* [Material for this exercise]

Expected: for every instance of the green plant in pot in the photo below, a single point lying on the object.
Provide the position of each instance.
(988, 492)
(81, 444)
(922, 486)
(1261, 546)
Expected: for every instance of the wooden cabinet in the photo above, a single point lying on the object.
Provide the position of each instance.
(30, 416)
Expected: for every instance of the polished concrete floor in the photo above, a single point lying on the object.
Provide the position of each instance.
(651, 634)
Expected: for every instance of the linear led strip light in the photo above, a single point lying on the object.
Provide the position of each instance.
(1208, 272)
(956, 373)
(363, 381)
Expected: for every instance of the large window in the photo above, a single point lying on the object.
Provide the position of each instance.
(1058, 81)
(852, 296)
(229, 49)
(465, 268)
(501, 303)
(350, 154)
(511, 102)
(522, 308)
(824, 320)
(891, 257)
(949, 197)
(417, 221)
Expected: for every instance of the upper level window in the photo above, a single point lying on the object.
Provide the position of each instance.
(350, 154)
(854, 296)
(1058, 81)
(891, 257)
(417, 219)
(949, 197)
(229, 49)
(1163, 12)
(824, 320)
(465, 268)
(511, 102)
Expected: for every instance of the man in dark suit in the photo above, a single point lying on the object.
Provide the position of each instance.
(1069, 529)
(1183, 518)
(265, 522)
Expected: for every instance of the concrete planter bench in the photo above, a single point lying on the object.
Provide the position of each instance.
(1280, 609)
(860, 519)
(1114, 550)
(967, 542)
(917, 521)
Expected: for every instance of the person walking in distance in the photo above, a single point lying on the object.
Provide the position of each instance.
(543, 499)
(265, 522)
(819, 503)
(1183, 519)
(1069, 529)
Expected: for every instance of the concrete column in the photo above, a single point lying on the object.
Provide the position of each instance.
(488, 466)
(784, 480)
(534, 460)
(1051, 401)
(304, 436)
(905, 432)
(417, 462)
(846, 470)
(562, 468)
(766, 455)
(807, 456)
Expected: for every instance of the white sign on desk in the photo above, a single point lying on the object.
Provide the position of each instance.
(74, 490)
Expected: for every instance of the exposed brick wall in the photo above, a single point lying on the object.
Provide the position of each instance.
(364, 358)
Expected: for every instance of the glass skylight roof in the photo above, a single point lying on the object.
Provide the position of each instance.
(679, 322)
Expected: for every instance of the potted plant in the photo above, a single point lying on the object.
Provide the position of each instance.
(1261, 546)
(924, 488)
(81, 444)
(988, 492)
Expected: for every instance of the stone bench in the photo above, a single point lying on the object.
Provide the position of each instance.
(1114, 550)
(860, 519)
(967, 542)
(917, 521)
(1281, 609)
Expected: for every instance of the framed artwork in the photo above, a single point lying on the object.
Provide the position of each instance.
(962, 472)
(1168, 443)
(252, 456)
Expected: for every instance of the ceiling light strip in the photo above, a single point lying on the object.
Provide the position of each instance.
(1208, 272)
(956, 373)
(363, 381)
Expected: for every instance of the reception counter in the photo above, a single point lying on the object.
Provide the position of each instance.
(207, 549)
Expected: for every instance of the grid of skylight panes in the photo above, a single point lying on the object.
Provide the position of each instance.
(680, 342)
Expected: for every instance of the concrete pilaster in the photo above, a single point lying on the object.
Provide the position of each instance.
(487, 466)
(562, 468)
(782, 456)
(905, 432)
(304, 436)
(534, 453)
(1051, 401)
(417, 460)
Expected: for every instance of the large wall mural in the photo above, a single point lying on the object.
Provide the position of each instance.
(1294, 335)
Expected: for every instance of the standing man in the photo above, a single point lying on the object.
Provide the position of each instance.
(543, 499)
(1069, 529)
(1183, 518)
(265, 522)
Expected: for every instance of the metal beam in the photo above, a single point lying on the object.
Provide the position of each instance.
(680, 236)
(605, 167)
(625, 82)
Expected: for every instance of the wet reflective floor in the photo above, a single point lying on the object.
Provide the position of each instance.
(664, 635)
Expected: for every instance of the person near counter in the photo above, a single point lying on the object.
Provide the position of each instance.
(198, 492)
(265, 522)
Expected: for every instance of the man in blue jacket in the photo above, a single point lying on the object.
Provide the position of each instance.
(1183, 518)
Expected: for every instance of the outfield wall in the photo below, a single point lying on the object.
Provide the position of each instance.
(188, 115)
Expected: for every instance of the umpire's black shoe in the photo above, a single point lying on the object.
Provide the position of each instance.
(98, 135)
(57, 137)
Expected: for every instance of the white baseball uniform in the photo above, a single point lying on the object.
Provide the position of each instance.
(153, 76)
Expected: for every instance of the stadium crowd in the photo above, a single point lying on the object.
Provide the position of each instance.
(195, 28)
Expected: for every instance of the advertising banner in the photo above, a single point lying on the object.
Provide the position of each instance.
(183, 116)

* [What is asked]
Transcribe all of the entries without altering anything.

* [Solution to the exercise]
Expected: for every instance of the green plant in pot in the photo below, a single point lying on the object.
Provide the position of each instance.
(988, 492)
(81, 444)
(922, 486)
(1261, 546)
Expected: for every instance of the wooden cabinet in the photo above, a single point lying on the object.
Provide the position of each instance.
(30, 416)
Expected: for every instance of the polished concrete floor in the photo above, a single point lying on the object.
Provide the position of each instance.
(651, 634)
Expected: for every instance of the linear led strip light in the photo above, a single point lying on the object.
Provide the position of each instance.
(1208, 272)
(956, 373)
(363, 381)
Expected: for every instance of the large window in the photo above, a single point lying on the object.
Provide the position of each instance.
(1058, 81)
(852, 296)
(229, 49)
(465, 268)
(501, 303)
(350, 154)
(511, 102)
(522, 308)
(824, 320)
(891, 257)
(949, 197)
(417, 221)
Expected: for every instance of the upper level window in the photo above, a single point lying on the object.
Provide the position of each instance.
(350, 154)
(854, 296)
(1058, 81)
(891, 257)
(417, 219)
(949, 197)
(229, 49)
(1163, 12)
(824, 320)
(465, 268)
(511, 102)
Expected: for every instance of the man in dark suit in the photo above, a single point lying on the object.
Provide the position of each instance.
(1069, 529)
(1183, 518)
(265, 522)
Expected: for every instance of the concrete planter bench in the photo above, a single point lying on the object.
Provide the position of each instance.
(1280, 609)
(860, 519)
(1114, 550)
(967, 542)
(917, 521)
Expected: for every instance of the person walking in distance in the photo above, a single point lying on the object.
Provide the position of each instance.
(543, 499)
(265, 522)
(819, 503)
(1183, 519)
(1069, 529)
Expected: for every instance of the concrete column in the photo above, a single point lying on the object.
Provide the position of each instance.
(488, 466)
(784, 480)
(534, 460)
(1051, 401)
(304, 436)
(905, 432)
(417, 462)
(846, 470)
(562, 468)
(766, 455)
(807, 456)
Expected: for every instance of the white sign on desk in the photo above, a single point lying on the object.
Provide the position of each instance.
(74, 490)
Expected: for every instance of the exposed brick wall in the photo above, a single point lying on the object.
Provide the position of each instance.
(364, 358)
Expected: for every instance of the glass skylight roof in the photo above, a single point lying on the object.
Provide the position of each instance.
(679, 322)
Expected: for every instance of the potted plant in the photo above, a single point lying on the object.
Provide the position of each instance.
(1261, 546)
(924, 488)
(81, 444)
(988, 492)
Expected: for every instance of the stone bench in the photo above, a single point lying on the object.
Provide the position of each instance.
(1114, 550)
(860, 519)
(967, 542)
(917, 521)
(1281, 609)
Expected: for every instance of the framed artwork in the photo above, a single point lying on the object.
Provide the position of each instance.
(962, 472)
(1168, 443)
(252, 456)
Expected: for every instance of the ceiling light strip in the photo above, a single point lying on the object.
Provide the position of each instance.
(1208, 272)
(956, 373)
(363, 381)
Expected: for every instance of the reception counter in the photo above, a single point lying on the object.
Provide the position of each instance.
(207, 549)
Expected: for every instance of the grid of skylight panes in the photo above, a single point lying on the object.
Provide the position of each instance.
(680, 342)
Expected: for every instance of the concrete pilaster in the photo above, a single point lying on the object.
Provide the position of each instance.
(487, 466)
(562, 468)
(782, 456)
(905, 432)
(304, 436)
(534, 453)
(1051, 401)
(417, 460)
Expected: for every instance of the large wall mural in the photo above, a single point lying on the object.
Provide the position of each instance.
(1294, 335)
Expected: for every instance of the standing man in the photo above, a single point lying on the object.
Provide the position of each instance.
(543, 499)
(1069, 529)
(1183, 518)
(265, 522)
Expected: for every instance of the metal beam in the photo above, a single point lying on the object.
Provide the position of each instance.
(680, 236)
(605, 167)
(625, 82)
Expected: for every instance of the wet reflective floor in the photo above, a single point lying on the object.
Provide the position of each instance.
(664, 635)
Expected: for every instance of the person near counter in the photo above, a single point lying on the object.
Provide the position of each instance.
(198, 492)
(265, 522)
Expected: for every instance of the man in blue jacket in the photo above, a single point lying on the object.
Provide the position of each instance.
(1183, 518)
Expected: for every instance of the outfield wall in the photo below, a single point lying on the object.
Provide the position of each instance.
(188, 115)
Expected: for every instance of the umpire's black shoe in the photo above, a single point lying on the object.
Provide the position of each instance.
(98, 135)
(57, 137)
Expected: for every instance of the white baseball uniform in the photo above, a single point lying on the object.
Provide the position of each instance.
(153, 76)
Expected: for every instance of the stadium crowd in the photo above, a single point lying on the object.
Provide the position of each instance.
(195, 28)
Expected: for every instance of the advertising banner in the photo above, a single point lying on the object.
Provide the position of each instance.
(183, 116)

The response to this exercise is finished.